PASSAGE ::
Successfully loaded: example_data/meta-10k-2023.pdf
Added 147 chunks to the vectorstore
According to the context provided, Meta's Reality Labs (RL) revenue in 2023 decreased $263 million, or 12%, compared to 2022. The decrease was primarily driven by a net decrease in the volume of Meta Quest (virtual reality headset) sales.


## Later, add more PDFs
As you ask questions, you can add more PDFs to add more context.

In [69]:
# https://www.sec.gov/Archives/edgar/data/1018724/000101872424000008/amzn-20231231.htm
qa_system.add_pdfs(["example_data/amazon-10k-2023.pdf"])

# Ask questions about old and new content
answer = qa_system.ask("What are the primary revenue streams for Meta and Amazon, and how have they evolved over recent fiscal years?")
print(answer)

[Saved entries]
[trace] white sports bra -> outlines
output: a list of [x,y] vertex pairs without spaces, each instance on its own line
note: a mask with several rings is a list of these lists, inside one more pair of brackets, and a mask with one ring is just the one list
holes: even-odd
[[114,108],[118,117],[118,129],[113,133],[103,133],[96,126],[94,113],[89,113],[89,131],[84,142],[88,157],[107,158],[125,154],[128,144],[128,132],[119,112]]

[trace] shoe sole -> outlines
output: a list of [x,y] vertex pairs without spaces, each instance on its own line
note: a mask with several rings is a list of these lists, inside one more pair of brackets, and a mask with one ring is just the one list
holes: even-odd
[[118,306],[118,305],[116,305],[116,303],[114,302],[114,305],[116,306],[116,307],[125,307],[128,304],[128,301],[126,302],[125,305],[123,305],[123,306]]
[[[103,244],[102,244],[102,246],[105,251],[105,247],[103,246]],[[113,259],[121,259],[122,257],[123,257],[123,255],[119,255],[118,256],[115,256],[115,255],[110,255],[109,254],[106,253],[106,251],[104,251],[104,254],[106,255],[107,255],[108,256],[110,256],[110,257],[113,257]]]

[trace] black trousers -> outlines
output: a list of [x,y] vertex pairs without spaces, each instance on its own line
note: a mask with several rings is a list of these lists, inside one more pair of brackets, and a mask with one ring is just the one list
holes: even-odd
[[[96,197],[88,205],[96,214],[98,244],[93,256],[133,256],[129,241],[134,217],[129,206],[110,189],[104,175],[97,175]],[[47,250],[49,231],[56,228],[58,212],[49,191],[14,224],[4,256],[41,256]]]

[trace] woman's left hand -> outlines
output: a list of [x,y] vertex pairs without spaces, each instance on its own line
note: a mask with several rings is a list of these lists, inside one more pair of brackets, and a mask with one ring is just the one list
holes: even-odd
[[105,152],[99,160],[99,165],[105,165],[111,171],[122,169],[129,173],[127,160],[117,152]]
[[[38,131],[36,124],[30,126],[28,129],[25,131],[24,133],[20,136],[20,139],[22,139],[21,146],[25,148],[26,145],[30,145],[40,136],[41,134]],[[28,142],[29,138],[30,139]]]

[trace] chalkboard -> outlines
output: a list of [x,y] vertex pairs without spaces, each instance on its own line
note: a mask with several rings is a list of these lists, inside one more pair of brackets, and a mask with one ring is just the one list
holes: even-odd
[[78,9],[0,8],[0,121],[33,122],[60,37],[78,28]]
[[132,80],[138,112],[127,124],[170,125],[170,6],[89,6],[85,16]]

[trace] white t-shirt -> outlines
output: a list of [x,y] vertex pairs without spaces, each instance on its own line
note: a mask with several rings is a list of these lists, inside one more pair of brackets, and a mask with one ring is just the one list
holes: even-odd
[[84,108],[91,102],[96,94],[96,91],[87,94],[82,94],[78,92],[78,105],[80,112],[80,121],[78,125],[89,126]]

WORK TASK 1 :: According to the notebook excerpt, by how much did Meta's Reality Labs revenue change in 2023 compared to 2022?
WORK TASK 2 :: Rewrite the notebook excerpt from "Successfully loaded: example_data/meta-10k-2023.pdf" to "add more context.", replacing "PDFs" with "documents".

SOLUTION 1 :: It decreased $263 million, or 12%.

SOLUTION 2 ::
Successfully loaded: example_data/meta-10k-2023.pdf
Added 147 chunks to the vectorstore
According to the context provided, Meta's Reality Labs (RL) revenue in 2023 decreased $263 million, or 12%, compared to 2022. The decrease was primarily driven by a net decrease in the volume of Meta Quest (virtual reality headset) sales.


## Later, add more documents
As you ask questions, you can add more documents to add more context.